- WHAT TO WORK ON:
1. In the forum thread about a friend's possible eating disorder, what does the friend say she is finding hard?
2. Go on with the forum thread about a friend's possible eating disorder from the point where it stops.

- DOCUMENT SEGMENT:
BEGIN

One thing that might help is to find a couple different resources on eating disorders, describing symptoms and other things which would possibly help convince her that she might be developing a problem. If you come at her with evidence, and show her that what she is doing is both not healthy and something that should get checked out, she'll have to accept that something is wrong. If you can open her eyes to that fact, things will get better.

I hope she starts to get better. It must be hard not being able to get it into her head that something's wrong when she needs some help, but stick to your guns and hopefully things will get sorted out soon enough.

Buggahh
February 25th, 2009, 02:45 PM
She doesn't like the way she looks and wants to loose weight. She keeps saying that she's fine when clearly she's not but she just said to me that she's finding it hard to keep up with conversations and making conversations make sense. I have just looked up at the symptons online of bulemia and annorexia and I have noticed that she has some of them however not seeing her much means i cant work out exactly how many of the symptons she has:(symptons in bold she has)
Anorexia/Bulimia


Dramatic weight loss in a relatively short period of time.

END

- SUPPLIED RECORDS:

BEGIN

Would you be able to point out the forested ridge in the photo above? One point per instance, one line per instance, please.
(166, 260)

END
BEGIN

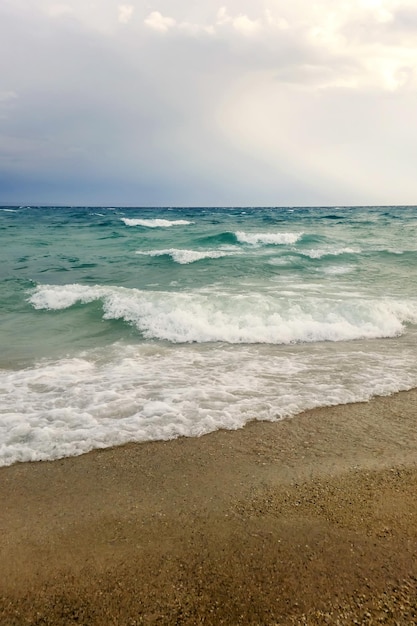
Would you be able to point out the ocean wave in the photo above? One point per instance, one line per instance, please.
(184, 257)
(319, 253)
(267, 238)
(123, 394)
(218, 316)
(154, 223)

END

- ANSWER LIST:
1. She is finding it hard to keep up with conversations and make them make sense.

2.
Wearing big or baggy clothes or dressing in layers to hide body shape and/or weight loss.
Obsession with weight and complaining of weight problems (even if "average" weight or thin).
Obsession with calories and fat content of foods.
Obsession with continuous exercise.
Frequent trips to the bathroom immediately following meals (sometimes accompanied with water running in the bathroom for a long period of time to hide the sound of vomiting).
Visible food restriction and self-starvation.
Visible bingeing and/or purging.
Use or hiding use of diet pills, laxatives, ipecac syrup (can cause immediate death!) or enemas.
Isolation. Fear of eating around and with others.
Unusual Food rituals such as shifting the food around on the plate to look eaten; cutting food into tiny pieces; making sure the fork avoids contact with the lips (using teeth to scrap food off the fork or spoon); chewing food and spitting it out, but not swallowing; dropping food into napkin on lap to later throw away.
Hiding food in strange places (closets, cabinets, suitcases, under the bed) to avoid eating (Anorexia) or to eat at a later time (Bulimia).
Flushing uneaten food down the toilet (can cause sewage problems).
Vague or secretive eating patterns.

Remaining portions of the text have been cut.